__WHAT IS EXPECTED__:
Render the entries below as a two-column CSV with the headers "entry_text" and "answer". Give one row per entry, put its text and its answer each in a single quoted field with line breaks replaced by spaces, and leave out the pictures.

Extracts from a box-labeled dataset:
________________________________________

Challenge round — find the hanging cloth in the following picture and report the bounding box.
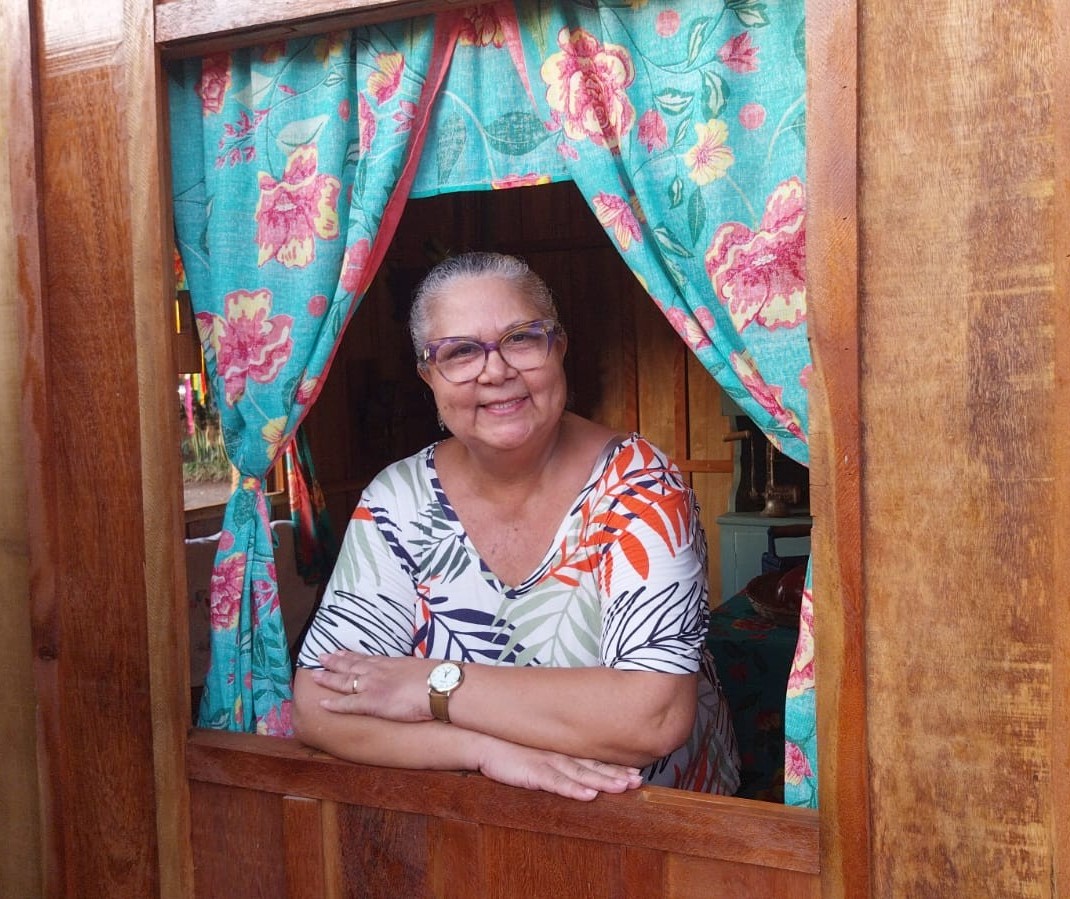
[169,17,456,735]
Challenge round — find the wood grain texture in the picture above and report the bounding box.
[26,0,159,896]
[156,0,468,57]
[1051,0,1070,896]
[0,2,44,896]
[860,0,1052,899]
[187,730,817,873]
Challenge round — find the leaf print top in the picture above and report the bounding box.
[299,435,738,793]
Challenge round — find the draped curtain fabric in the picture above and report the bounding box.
[172,0,816,805]
[169,18,460,735]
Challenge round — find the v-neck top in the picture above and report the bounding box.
[299,435,738,793]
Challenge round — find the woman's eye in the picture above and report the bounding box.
[439,344,483,362]
[503,331,542,347]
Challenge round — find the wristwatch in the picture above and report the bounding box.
[427,661,464,725]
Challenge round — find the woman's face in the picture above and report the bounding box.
[421,275,567,450]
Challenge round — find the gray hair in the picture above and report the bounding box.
[409,253,557,355]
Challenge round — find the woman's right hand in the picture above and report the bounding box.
[479,737,643,802]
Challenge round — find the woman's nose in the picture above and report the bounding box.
[479,349,516,382]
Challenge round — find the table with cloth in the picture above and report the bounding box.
[706,593,798,803]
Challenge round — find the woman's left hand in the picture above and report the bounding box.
[312,650,438,721]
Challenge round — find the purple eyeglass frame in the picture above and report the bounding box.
[419,319,561,383]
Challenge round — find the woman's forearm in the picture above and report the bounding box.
[293,670,642,801]
[449,665,698,767]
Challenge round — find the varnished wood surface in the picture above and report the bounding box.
[1051,0,1070,895]
[860,2,1052,899]
[0,3,47,897]
[188,730,817,873]
[155,0,470,58]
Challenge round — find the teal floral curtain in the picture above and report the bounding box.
[169,18,453,735]
[172,0,816,805]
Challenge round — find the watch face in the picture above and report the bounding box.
[427,661,461,692]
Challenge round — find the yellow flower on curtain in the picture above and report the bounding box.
[539,28,636,151]
[684,119,735,187]
[260,415,286,459]
[255,144,341,269]
[368,54,404,106]
[457,3,511,47]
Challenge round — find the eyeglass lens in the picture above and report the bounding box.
[434,325,551,383]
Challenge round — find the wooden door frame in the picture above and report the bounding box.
[16,0,869,897]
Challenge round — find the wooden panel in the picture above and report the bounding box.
[21,0,169,896]
[190,783,287,899]
[282,796,327,899]
[0,3,43,896]
[859,0,1052,899]
[806,0,871,899]
[427,819,486,899]
[479,827,621,899]
[188,730,817,873]
[664,856,822,899]
[1051,0,1070,889]
[337,805,429,899]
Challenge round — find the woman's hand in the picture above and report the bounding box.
[311,650,438,721]
[479,738,643,802]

________________________________________

__RESULT OF THE TASK__:
entry_text,answer
"Challenge round — find the hanging cloth in the following picture and report the bounding box.","[169,17,456,735]"
"Challenge round — find the wood grain texture in the picture above and report the bounding box.","[26,0,159,896] [156,0,468,57] [1051,0,1070,896] [0,2,44,896] [860,0,1052,899] [187,730,817,873]"
"Challenge round — find the leaf print top in the picture above and report the bounding box.","[299,435,738,793]"
"Challenge round — find the draped curtain fabric in the picture above and report the bounding box.","[172,0,816,805] [169,18,460,735]"
"Challenge round — find the v-neck top in the picture above and report the bounding box.","[299,435,738,793]"
"Challenge round — find the woman's eye in the picture above and report the bounding box.","[439,344,483,362] [503,331,542,347]"
"Challenge round — find the wristwatch in the picture above and report the bounding box.","[427,661,464,725]"
"Challenge round — find the woman's face in the picture above and report the bounding box.","[421,275,567,450]"
"Challenge round — find the gray hair in the picture above and report the bounding box.","[409,253,557,355]"
"Challenge round — find the woman's right hand in the picture above and report the bounding box.","[479,737,643,802]"
"Challenge round — find the woman's nose in the picture above and report the bounding box.","[479,349,516,382]"
"Challenge round — find the table with cloth in the picture above and report the bounding box.","[706,593,798,803]"
"Challenge round — find the woman's left hand in the picture above and report the bounding box.","[312,650,438,721]"
"Challenge round — find the purple eyeglass frame in the picture above and report the bounding box.","[419,319,561,383]"
"Challenge round — find the woman's forearm in the picture above and report the bounding box.","[293,670,642,801] [449,665,698,767]"
"Challenge round — find the varnished wood surface in the picture above and report the bounding box.","[1051,0,1070,895] [860,2,1052,899] [0,3,47,897] [188,730,817,873] [155,0,470,58]"
"Challenge round — find the teal floral curtain in the picture above and report the bounding box.","[169,18,453,735] [172,0,816,805]"
"Challenge round — find the watch face in the picture above and report the bounding box.","[427,661,461,692]"
"Challenge round — find the yellow flower on curtain in the picture above and report the bounding box.","[539,28,636,151] [684,119,735,187] [260,415,286,459] [255,144,341,269] [368,54,404,106] [457,3,511,47]"
"Challenge round — find the eyeglass lens in the picture above and report the bounding box.","[434,325,551,383]"
"Challenge round — find the wooden door frame in the picture above and report the bounding box.","[16,0,869,897]"
"Challenge round — find the wooden panel in the picture above and report the bounding box.","[21,0,169,896] [190,783,287,899] [282,796,327,899] [0,3,43,896] [859,0,1052,899] [806,0,871,899] [427,819,486,899] [479,827,621,899] [188,730,817,873] [664,856,822,899] [1051,0,1070,889] [337,805,429,899]"
"Challenge round — find the woman's hand in the picture above and report the bounding box.","[311,650,438,721] [479,738,643,802]"